## To be done
Show every line of the rows below that contains the word "doorway", matching case exactly.

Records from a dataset

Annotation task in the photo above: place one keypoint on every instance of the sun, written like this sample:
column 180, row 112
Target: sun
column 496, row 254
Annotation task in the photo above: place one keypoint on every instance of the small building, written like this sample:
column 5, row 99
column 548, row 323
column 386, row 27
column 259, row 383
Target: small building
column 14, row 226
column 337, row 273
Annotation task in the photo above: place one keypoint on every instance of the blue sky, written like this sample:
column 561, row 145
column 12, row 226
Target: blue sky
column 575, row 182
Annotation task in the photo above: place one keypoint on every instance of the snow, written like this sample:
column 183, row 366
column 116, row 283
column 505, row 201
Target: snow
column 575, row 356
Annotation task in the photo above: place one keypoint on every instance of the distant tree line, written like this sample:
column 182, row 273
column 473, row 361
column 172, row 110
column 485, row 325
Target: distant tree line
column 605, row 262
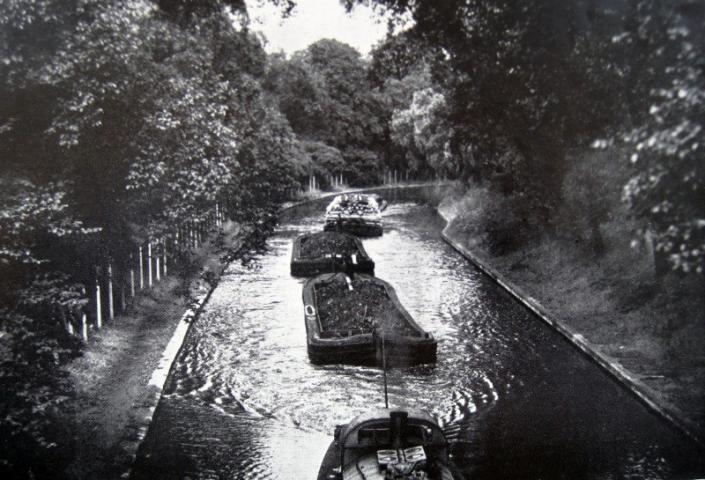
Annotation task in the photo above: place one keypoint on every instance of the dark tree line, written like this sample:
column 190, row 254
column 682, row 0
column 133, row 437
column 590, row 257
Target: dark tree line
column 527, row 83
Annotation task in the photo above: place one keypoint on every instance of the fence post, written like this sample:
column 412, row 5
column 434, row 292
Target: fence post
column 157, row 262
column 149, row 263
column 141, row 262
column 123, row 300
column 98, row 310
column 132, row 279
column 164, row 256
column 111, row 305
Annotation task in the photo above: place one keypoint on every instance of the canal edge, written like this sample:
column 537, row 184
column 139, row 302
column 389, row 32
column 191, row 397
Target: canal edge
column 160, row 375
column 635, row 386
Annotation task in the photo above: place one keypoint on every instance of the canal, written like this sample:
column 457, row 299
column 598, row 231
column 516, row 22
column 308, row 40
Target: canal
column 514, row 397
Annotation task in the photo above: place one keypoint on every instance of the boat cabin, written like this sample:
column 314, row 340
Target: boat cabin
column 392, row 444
...
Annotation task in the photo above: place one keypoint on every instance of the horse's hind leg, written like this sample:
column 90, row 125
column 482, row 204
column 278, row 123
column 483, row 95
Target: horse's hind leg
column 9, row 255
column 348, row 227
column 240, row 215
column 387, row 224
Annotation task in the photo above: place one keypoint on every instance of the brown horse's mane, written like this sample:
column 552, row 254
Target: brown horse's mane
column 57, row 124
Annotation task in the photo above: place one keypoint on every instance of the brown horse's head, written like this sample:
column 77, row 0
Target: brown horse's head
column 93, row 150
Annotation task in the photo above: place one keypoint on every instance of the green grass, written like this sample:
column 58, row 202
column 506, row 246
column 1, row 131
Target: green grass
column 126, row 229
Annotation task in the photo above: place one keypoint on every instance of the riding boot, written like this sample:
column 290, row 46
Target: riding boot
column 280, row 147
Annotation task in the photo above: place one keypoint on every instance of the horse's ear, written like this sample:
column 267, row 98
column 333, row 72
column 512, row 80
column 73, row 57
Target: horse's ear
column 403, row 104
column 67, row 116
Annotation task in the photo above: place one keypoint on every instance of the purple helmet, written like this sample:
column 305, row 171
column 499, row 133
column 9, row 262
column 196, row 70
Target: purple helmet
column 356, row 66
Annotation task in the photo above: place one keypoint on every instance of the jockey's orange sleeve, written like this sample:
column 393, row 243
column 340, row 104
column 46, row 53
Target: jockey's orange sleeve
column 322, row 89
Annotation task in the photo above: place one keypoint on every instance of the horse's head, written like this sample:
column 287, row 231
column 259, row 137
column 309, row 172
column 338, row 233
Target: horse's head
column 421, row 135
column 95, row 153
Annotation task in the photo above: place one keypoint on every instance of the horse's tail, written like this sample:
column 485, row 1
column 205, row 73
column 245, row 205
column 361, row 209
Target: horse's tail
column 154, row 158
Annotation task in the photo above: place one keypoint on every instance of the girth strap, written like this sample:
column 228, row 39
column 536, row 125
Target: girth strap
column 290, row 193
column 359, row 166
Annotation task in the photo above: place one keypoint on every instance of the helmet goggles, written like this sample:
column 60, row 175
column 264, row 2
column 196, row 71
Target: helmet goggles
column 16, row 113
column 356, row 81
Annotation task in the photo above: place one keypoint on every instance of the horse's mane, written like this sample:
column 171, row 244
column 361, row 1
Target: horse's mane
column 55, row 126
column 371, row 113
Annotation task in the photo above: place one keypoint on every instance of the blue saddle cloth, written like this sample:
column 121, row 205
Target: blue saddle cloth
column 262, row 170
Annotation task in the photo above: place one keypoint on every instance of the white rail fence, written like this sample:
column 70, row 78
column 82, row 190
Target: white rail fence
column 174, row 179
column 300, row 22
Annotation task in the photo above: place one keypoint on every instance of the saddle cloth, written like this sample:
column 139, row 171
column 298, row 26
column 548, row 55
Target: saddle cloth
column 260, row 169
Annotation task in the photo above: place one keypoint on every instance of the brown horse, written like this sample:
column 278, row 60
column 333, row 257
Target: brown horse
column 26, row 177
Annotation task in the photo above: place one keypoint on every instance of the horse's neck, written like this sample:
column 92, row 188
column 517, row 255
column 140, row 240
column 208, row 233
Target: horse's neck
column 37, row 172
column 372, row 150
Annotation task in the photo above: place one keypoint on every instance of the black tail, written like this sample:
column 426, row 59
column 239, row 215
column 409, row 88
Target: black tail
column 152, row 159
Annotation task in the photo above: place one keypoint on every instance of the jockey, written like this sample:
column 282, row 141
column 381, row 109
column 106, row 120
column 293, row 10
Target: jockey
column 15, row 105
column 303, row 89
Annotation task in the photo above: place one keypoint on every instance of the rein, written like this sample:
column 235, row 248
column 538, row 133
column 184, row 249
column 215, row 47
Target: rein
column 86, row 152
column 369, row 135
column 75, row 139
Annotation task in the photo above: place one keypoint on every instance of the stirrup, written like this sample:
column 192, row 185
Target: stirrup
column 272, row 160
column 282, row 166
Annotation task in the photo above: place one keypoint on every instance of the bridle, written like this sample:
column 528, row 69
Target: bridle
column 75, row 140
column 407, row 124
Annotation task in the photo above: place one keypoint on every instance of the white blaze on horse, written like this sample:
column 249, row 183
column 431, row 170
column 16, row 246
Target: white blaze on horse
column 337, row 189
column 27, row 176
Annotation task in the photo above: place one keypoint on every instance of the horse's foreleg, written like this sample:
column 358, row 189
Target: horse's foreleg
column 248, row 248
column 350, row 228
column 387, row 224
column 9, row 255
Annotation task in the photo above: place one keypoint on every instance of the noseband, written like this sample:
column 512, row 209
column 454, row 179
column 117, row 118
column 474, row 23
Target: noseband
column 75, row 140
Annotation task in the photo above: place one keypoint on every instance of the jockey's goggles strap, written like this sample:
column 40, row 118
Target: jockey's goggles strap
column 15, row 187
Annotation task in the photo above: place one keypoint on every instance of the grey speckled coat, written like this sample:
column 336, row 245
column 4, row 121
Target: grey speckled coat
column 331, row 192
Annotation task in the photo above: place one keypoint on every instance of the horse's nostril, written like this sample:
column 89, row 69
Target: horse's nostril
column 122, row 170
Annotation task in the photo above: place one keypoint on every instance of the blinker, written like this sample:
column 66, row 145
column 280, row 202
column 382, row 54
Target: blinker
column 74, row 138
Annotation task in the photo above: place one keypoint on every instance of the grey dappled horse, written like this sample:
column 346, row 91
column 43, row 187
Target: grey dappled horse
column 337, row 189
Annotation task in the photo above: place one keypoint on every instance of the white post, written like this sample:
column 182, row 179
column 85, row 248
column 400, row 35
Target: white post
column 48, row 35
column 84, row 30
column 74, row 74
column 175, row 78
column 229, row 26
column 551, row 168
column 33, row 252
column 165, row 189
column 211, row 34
...
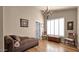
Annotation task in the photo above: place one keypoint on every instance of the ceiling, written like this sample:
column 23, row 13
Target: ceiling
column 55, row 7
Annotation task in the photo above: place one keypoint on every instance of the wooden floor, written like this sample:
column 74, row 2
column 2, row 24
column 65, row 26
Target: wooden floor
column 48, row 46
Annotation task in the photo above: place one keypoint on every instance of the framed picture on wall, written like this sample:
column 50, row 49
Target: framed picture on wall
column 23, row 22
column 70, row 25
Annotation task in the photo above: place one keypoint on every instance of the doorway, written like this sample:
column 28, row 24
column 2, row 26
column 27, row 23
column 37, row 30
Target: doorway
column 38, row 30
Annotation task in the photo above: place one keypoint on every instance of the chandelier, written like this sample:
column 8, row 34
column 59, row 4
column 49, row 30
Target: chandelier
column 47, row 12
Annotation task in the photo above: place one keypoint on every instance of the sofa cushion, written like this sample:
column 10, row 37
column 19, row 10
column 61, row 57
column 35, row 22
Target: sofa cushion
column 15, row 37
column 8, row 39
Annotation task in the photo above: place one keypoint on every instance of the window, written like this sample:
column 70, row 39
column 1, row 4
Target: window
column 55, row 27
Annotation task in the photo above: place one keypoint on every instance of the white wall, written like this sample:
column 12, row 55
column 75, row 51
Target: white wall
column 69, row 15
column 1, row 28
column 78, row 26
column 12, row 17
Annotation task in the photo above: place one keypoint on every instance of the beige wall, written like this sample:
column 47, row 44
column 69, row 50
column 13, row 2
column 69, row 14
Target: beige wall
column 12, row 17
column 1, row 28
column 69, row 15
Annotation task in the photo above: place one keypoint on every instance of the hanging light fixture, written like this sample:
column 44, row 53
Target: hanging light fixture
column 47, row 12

## Full answer
Annotation task in the photo above: place one keypoint on every instance of the doorway, written like this sample:
Target: doorway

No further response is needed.